_Instruction_
Please put every entry below into a Markdown table with a Row column that numbers the rows and an Entry column, skipping blank lines. Leave the pictures out of the answer.

_Dataset records_

>> Start

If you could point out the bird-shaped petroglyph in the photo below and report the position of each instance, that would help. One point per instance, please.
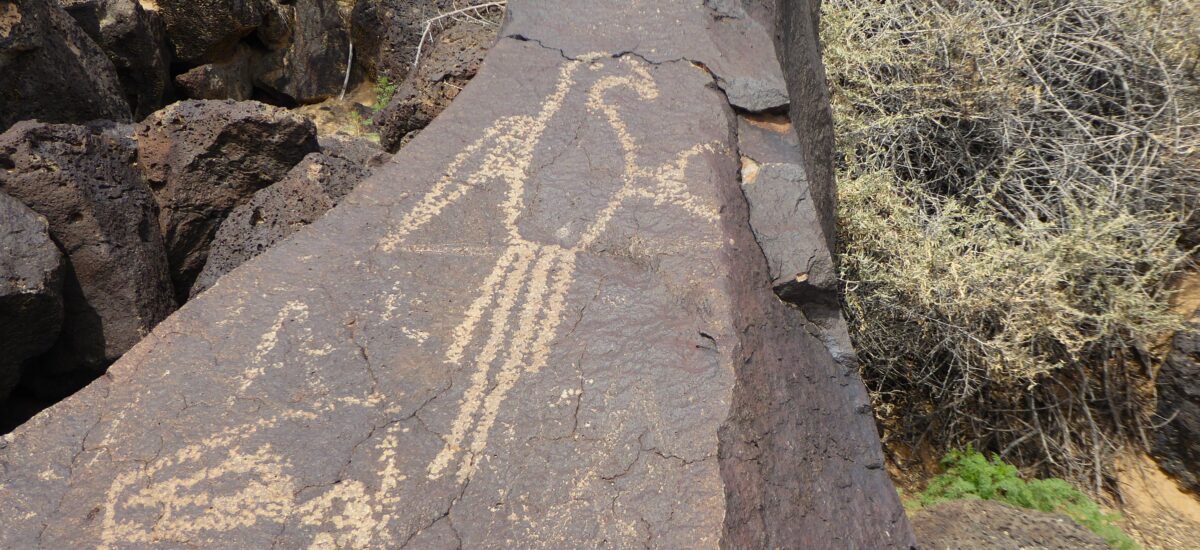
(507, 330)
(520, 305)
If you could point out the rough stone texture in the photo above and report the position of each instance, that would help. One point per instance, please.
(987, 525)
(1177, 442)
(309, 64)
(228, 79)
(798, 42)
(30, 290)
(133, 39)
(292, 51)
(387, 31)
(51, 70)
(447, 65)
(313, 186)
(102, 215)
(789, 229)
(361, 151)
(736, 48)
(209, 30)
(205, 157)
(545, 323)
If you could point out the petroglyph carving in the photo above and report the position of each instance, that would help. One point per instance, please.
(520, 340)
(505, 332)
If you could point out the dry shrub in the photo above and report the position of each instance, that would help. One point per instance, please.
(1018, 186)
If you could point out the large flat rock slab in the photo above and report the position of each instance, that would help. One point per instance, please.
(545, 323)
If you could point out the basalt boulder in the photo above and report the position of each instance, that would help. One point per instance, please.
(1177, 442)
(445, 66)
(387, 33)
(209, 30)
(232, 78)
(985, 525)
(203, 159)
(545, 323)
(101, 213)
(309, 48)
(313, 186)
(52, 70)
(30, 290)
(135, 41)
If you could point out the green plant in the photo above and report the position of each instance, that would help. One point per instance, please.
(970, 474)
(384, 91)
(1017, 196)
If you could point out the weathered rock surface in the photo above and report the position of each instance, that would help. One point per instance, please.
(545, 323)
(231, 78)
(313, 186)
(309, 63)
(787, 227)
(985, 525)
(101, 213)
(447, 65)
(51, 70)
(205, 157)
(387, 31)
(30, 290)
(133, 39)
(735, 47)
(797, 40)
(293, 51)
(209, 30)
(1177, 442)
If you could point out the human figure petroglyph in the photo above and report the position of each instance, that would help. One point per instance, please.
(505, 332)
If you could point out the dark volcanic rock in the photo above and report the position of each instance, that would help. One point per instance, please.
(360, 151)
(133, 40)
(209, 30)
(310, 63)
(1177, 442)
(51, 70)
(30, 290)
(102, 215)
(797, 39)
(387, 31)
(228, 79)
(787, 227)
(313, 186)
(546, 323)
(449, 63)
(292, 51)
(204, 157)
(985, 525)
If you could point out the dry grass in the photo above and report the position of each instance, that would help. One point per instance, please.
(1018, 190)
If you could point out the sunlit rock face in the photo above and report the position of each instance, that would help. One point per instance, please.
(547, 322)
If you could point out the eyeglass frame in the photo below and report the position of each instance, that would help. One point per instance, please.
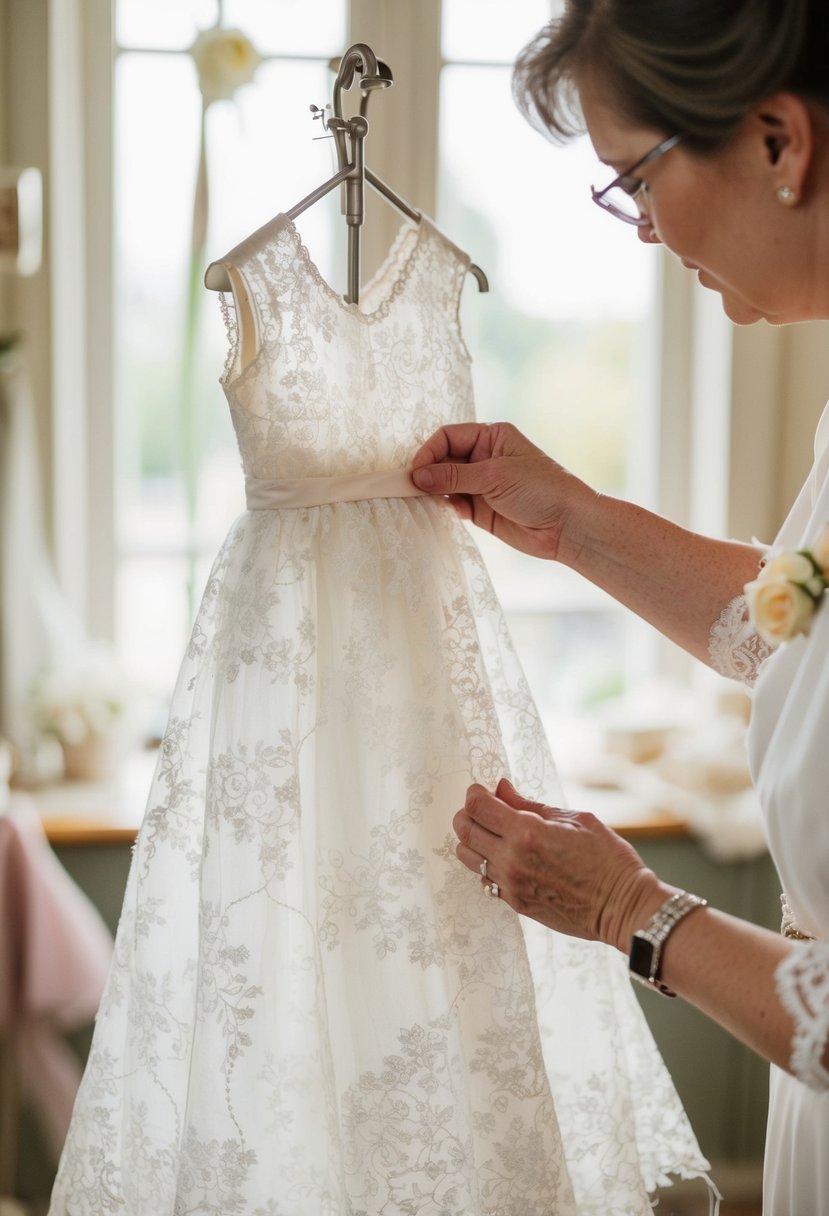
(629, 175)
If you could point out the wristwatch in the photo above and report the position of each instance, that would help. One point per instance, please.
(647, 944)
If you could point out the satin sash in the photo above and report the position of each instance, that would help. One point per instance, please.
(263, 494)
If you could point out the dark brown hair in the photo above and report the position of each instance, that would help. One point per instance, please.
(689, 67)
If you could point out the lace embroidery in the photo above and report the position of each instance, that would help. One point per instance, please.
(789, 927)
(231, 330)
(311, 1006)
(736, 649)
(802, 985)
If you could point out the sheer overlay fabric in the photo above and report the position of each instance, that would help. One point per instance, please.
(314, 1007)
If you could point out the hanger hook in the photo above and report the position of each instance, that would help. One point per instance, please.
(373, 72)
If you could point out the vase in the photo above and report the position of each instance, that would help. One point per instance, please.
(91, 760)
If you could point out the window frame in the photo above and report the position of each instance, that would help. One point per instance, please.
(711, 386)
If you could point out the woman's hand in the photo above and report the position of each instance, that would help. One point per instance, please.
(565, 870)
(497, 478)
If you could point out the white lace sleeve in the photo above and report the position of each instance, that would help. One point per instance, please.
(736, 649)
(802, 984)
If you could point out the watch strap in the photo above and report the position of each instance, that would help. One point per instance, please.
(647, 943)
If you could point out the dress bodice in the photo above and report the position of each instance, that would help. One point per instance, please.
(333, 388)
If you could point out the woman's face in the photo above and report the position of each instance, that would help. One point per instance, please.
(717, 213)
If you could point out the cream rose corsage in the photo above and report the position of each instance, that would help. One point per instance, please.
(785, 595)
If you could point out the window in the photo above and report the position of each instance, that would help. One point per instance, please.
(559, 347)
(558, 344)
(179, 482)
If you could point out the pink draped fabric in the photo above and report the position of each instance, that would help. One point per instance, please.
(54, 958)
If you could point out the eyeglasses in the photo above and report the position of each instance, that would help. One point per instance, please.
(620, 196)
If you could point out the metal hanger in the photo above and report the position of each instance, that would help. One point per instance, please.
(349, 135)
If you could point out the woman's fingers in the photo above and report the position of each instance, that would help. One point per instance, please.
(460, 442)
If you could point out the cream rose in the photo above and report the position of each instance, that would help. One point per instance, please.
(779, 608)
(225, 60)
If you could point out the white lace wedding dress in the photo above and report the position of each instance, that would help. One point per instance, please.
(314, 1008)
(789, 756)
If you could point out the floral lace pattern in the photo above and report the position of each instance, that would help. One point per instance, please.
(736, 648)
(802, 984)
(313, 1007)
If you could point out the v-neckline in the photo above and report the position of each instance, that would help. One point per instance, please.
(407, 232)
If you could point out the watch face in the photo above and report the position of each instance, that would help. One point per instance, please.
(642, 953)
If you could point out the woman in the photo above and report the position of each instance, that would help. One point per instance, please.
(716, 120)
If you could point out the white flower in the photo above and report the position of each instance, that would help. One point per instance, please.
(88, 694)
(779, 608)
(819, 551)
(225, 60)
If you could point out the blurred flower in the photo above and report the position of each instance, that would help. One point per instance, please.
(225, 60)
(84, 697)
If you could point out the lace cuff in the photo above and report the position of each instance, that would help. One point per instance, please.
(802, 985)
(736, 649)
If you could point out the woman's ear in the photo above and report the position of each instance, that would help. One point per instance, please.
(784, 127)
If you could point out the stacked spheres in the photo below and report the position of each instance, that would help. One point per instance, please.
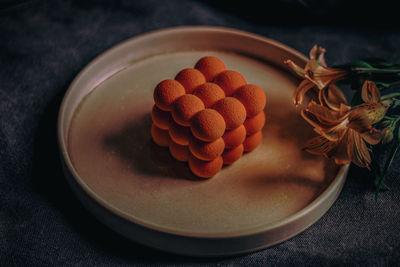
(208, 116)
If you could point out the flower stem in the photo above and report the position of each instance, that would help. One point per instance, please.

>> End

_Complete answer_
| Row | Entry |
|---|---|
| 1 | If you could point out the bird-shaped petroglyph in the photo below and report the position of each instance, that would help. One point per instance, please. |
| 2 | (507, 330) |
| 3 | (520, 305) |
| 4 | If you could point out the rough stone texture in the photo above and report the position of each instance, that would help. One point per instance, please. |
| 5 | (987, 525) |
| 6 | (1177, 442) |
| 7 | (309, 64) |
| 8 | (228, 79) |
| 9 | (798, 42) |
| 10 | (30, 290) |
| 11 | (133, 39) |
| 12 | (292, 51) |
| 13 | (387, 31) |
| 14 | (51, 70) |
| 15 | (447, 65) |
| 16 | (313, 186) |
| 17 | (102, 215) |
| 18 | (789, 229) |
| 19 | (361, 151) |
| 20 | (736, 48) |
| 21 | (209, 30) |
| 22 | (205, 157) |
| 23 | (545, 323) |
| 24 | If you could point out the petroglyph carving in the photo above and report the position of each instance, that would help. One point per instance, please. |
| 25 | (520, 340) |
| 26 | (505, 332) |
| 27 | If you could point out the dry shrub in the photo above and report the position of each instance, that would help. One point per instance, please. |
| 28 | (1018, 186) |
| 29 | If you could point out the large flat rock slab in the photo above and report the position of each instance, that would help. One point per instance, please. |
| 30 | (545, 323) |
| 31 | If you could point out the basalt boulder in the photo above and report the position of each instance, that would help. One point per instance, please. |
| 32 | (1177, 442) |
| 33 | (445, 66) |
| 34 | (387, 33) |
| 35 | (209, 30) |
| 36 | (232, 78) |
| 37 | (985, 525) |
| 38 | (203, 159) |
| 39 | (545, 323) |
| 40 | (101, 213) |
| 41 | (309, 48) |
| 42 | (313, 186) |
| 43 | (52, 70) |
| 44 | (30, 290) |
| 45 | (135, 41) |
| 46 | If you could point out the green plant in the photo above and report the position of each instance, that would help. One point per instance, please. |
| 47 | (970, 474) |
| 48 | (384, 91) |
| 49 | (1017, 196) |
| 50 | If you could point out the weathered rock surface in the photo above and report the position of each instance, that would help. One point per instance, please. |
| 51 | (545, 323) |
| 52 | (231, 78) |
| 53 | (313, 186) |
| 54 | (309, 63) |
| 55 | (787, 227) |
| 56 | (985, 525) |
| 57 | (101, 213) |
| 58 | (447, 65) |
| 59 | (51, 70) |
| 60 | (205, 157) |
| 61 | (387, 31) |
| 62 | (30, 290) |
| 63 | (133, 39) |
| 64 | (735, 47) |
| 65 | (797, 40) |
| 66 | (293, 51) |
| 67 | (209, 30) |
| 68 | (1177, 442) |
| 69 | If you could point out the human figure petroglyph in the photo above and report the position of each instance, that would help. One point per instance, please. |
| 70 | (505, 332) |
| 71 | If you could point out the dark volcanic rock in the photo above and report the position of each instance, that would help. One point per instance, please. |
| 72 | (360, 151) |
| 73 | (133, 40) |
| 74 | (209, 30) |
| 75 | (310, 63) |
| 76 | (1177, 442) |
| 77 | (51, 70) |
| 78 | (30, 290) |
| 79 | (102, 215) |
| 80 | (797, 39) |
| 81 | (387, 31) |
| 82 | (228, 79) |
| 83 | (787, 227) |
| 84 | (313, 186) |
| 85 | (546, 323) |
| 86 | (449, 63) |
| 87 | (292, 51) |
| 88 | (204, 157) |
| 89 | (985, 525) |
| 90 | If you could point out the dry grass in the photo above and report the position of each instance, that would help. One point per instance, please. |
| 91 | (1018, 190) |
| 92 | If you could point out the sunlit rock face in the photo above and report the position of each instance, that would help. One point per instance, please. |
| 93 | (547, 322) |
| 94 | If you could point out the eyeglass frame in the photo below and report the position of each instance, that would help. One point per instance, please. |
| 95 | (629, 175) |
| 96 | If you could point out the wristwatch in the photo above and report the position of each instance, that would help. One point per instance, please. |
| 97 | (647, 944) |
| 98 | If you could point out the satin sash in the photo above and report the position of each instance, that would help. One point per instance, please. |
| 99 | (263, 494) |
| 100 | If you could point out the dark brown hair in the photo above and report the position of each instance, that would help. One point per instance, please. |
| 101 | (689, 67) |
| 102 | If you could point out the lace embroidery in the photo above and report the position of each instance, that would help. One point per instance, please. |
| 103 | (789, 927) |
| 104 | (231, 330) |
| 105 | (311, 1006) |
| 106 | (736, 649) |
| 107 | (802, 985) |
| 108 | If you could point out the sheer overlay fabric in the photo above and report the position of each instance, that would help. One point per instance, please. |
| 109 | (314, 1007) |
| 110 | If you could point out the hanger hook in the photo above and report the position of each instance, that would help. One point per instance, please. |
| 111 | (373, 72) |
| 112 | If you could point out the vase in the photo above and report the position of each instance, that would help. One point per instance, please. |
| 113 | (91, 760) |
| 114 | If you could point out the window frame in the photo above and report the position of each instance, that would help. One point per instance, please. |
| 115 | (711, 386) |
| 116 | If you could point out the woman's hand in the photo above and report the position of each instance, that would help. One point per instance, please. |
| 117 | (565, 870) |
| 118 | (497, 478) |
| 119 | If you could point out the white lace sleeve in the photo above and report the position of each instance, that would help. One point per instance, please. |
| 120 | (736, 649) |
| 121 | (802, 984) |
| 122 | If you could point out the watch strap in the photo above and report the position of each instance, that would help. One point per instance, please. |
| 123 | (647, 943) |
| 124 | If you could point out the dress bodice in the photo above and report the position of each instance, that would help. One point per instance, please. |
| 125 | (333, 388) |
| 126 | If you could point out the woman's face in the photo above and report the position of each instance, that would help. One point per instance, please. |
| 127 | (717, 213) |
| 128 | If you could point out the cream rose corsage in the photo above and report the position of each instance, that would help. One point per instance, please. |
| 129 | (785, 595) |
| 130 | If you could point out the window in the photo above and report the position of each instance, that would help. One point per instance, please. |
| 131 | (559, 347) |
| 132 | (558, 344) |
| 133 | (179, 482) |
| 134 | If you could point out the pink draped fabric in the photo above and report the position of each instance, that would help. One point per instance, please. |
| 135 | (54, 958) |
| 136 | If you could point out the eyeglasses in the photo above and report the position of each instance, that would help. One point per instance, please. |
| 137 | (620, 196) |
| 138 | If you could point out the metal hanger in the photo above and report the position of each instance, that would help. One point per instance, please. |
| 139 | (349, 135) |
| 140 | If you could point out the woman's fingers in the photo above and report the position of each instance, that would help. One point per instance, please. |
| 141 | (460, 442) |
| 142 | If you could point out the cream rose in the photo above and report the position of each instance, that would help. One point per instance, please. |
| 143 | (779, 608) |
| 144 | (225, 60) |
| 145 | If you could point out the white lace wedding dress in the photo above and report the position of each instance, that would help. One point per instance, please. |
| 146 | (314, 1008) |
| 147 | (789, 756) |
| 148 | If you could point out the floral lace pattern in the photo above and report the position of each instance, that would help. One point per instance, please. |
| 149 | (736, 648) |
| 150 | (802, 984) |
| 151 | (313, 1007) |
| 152 | If you could point out the v-neckline in the photo above and report the position of each instance, that would help. One point per instance, please. |
| 153 | (407, 232) |
| 154 | If you could point out the watch face in the photo above and report the position of each instance, that would help. One point per instance, please. |
| 155 | (642, 953) |
| 156 | If you could point out the woman in the photo above and report the position of each instance, that would help. One point per instance, please. |
| 157 | (716, 120) |
| 158 | If you could point out the white flower in the photo above and report the position of each instance, that would help. One point per instance, please. |
| 159 | (88, 694) |
| 160 | (779, 608) |
| 161 | (819, 551) |
| 162 | (225, 60) |
| 163 | If you could point out the blurred flower in the photo above and report the position of each instance, that would help. One point per instance, please. |
| 164 | (225, 60) |
| 165 | (84, 697) |
| 166 | If you could point out the lace cuff in the photo above and report the position of each instance, that would help. One point per instance, please. |
| 167 | (802, 985) |
| 168 | (736, 649) |
| 169 | If you could point out the woman's ear in the photo above and report the position of each instance, that would help. One point per instance, please. |
| 170 | (784, 127) |
| 171 | If you could point out the stacked spheres in the photo below and report the position of each instance, that would help. One point per instance, please. |
| 172 | (208, 116) |
| 173 | If you could point out the flower stem in the photo above and report the position of each instance, that would help. One point per instance, please. |